:: EXERCISE PASSAGE

Announcement

Introducing the 2019-2020 Data & Society Faculty Fellows

2019-2020 Faculty Fellows

Data & Society Research Institute is excited to welcome Dan Bouk, Michele Gilman, and Anita Say Chan as our 2019-2020 Faculty Fellows.

Starting this September, each Faculty Fellow will bring unique expertise to our community on topics ranging from the historical use of personal data by corporations and governments, to the relationship between data privacy concerns and poverty, and the elaboration of multiple sensibilities around safety and solidarity emerging in the technological peripheries.

The Faculty Fellows Program at Data & Society unites disciplines in new and provocative ways in order to expand the reach and deepen the scope of our core research themes and initiatives. Faculty Fellows conduct and publish original research while adding depth and perspective to conversations across the institution, engaging numerous points of view across our network.

“Our Faculty Fellows bring to Data & Society cutting-edge research methods and conceptual frames that forge new understandings of the social lives of digital technologies,” said Sareeta Amrute, director of research.

“We are thrilled to welcome these three scholars to Data & Society. Their rigorous, relevant work both strengthens and complicates our ongoing research and the wider discourse on the design and governance of emerging technology,” added Executive Director Janet Haven.

Data & Society 2019-2020 Faculty Fellows:

 

Dan Bouk

 

 

 

 

 

 

 

Dan Bouk researches the history of bureaucracies, quantification, and other modern things shrouded in cloaks of boringness. He studied computational mathematics as an undergraduate at Michigan State, before earning a PhD in history from Princeton University. His work investigates the ways that corporations, states, and the experts they employ have used, abused, made, and re-made the categories that structure our daily experiences of being human. His first book, How Our Days Became Numbered: Risk and the Rise of the Statistical Individual (Chicago, 2015), explored the spread into ordinary Americans’ lives of the United States life insurance industry’s methods for quantifying people, for discriminating by race, for justifying inequality, and for thinking statistically. His recent writings put today’s political and economic values of personal data in a much wider historical context and also explore the ways social scientists working with corporations and governments have rationalized the life cycle (and helped invent the “Baby Boomer”).

::::
:: RECORD SET

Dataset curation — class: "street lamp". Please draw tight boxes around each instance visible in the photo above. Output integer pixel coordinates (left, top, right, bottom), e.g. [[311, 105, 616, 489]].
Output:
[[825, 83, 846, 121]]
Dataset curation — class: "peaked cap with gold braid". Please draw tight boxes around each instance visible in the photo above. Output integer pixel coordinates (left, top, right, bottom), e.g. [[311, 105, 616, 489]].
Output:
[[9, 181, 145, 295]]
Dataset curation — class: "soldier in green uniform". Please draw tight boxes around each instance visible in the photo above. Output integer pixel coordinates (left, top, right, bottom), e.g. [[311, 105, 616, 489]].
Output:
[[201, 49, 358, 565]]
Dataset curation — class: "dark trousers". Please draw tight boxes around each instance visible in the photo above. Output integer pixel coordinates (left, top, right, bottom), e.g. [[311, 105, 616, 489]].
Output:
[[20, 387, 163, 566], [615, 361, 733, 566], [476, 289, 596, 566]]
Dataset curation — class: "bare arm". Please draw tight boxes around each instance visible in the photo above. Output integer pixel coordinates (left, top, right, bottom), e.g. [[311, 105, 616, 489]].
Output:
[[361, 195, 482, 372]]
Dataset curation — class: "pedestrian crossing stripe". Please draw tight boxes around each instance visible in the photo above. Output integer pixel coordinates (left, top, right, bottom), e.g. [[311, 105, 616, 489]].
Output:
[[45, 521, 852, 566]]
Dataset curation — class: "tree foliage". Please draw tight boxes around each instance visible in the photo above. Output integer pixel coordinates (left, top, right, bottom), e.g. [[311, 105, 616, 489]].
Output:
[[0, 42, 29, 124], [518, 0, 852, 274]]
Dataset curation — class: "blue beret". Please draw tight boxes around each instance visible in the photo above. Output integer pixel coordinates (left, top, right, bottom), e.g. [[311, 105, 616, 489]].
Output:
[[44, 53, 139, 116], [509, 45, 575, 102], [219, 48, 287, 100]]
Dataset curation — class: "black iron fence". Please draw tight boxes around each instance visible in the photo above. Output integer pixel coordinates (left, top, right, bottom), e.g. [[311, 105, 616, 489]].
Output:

::::

PROBLEMS TO SOLVE:
1. According to the fellows announcement, from which university did Dan Bouk earn his PhD?
2. Reproduce the fellows announcement between "The Faculty Fellows" and "director of research.", inclusive.

TASK RESPONSES:
1. Princeton University.

2.
The Faculty Fellows Program at Data & Society unites disciplines in new and provocative ways in order to expand the reach and deepen the scope of our core research themes and initiatives. Faculty Fellows conduct and publish original research while adding depth and perspective to conversations across the institution, engaging numerous points of view across our network.

“Our Faculty Fellows bring to Data & Society cutting-edge research methods and conceptual frames that forge new understandings of the social lives of digital technologies,” said Sareeta Amrute, director of research.